::: Data entries
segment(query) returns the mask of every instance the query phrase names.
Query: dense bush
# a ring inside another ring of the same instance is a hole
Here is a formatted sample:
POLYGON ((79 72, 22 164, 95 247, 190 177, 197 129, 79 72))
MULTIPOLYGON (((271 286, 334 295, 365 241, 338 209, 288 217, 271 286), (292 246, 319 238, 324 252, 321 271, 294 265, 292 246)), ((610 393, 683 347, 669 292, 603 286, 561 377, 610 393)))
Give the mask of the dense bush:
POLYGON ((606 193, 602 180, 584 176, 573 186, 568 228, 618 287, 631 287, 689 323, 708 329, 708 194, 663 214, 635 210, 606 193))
::::::
# [Challenge]
Every line of the records above needs to be given again exactly.

# [Task output]
segment(query) returns the mask of every instance the query phrase names.
Query: dense bush
# a ring inside another ring of the same instance is a hole
Here is a formatted sample:
POLYGON ((79 72, 22 164, 95 247, 190 177, 197 129, 79 72))
MULTIPOLYGON (((271 286, 334 295, 365 241, 338 209, 288 217, 271 286), (292 246, 319 238, 324 252, 321 271, 294 265, 292 246)), ((610 393, 683 347, 669 292, 603 286, 561 377, 610 393)))
Give the mask of the dense bush:
POLYGON ((606 193, 602 180, 584 176, 573 186, 568 228, 618 287, 631 287, 689 323, 708 329, 708 194, 663 214, 635 210, 606 193))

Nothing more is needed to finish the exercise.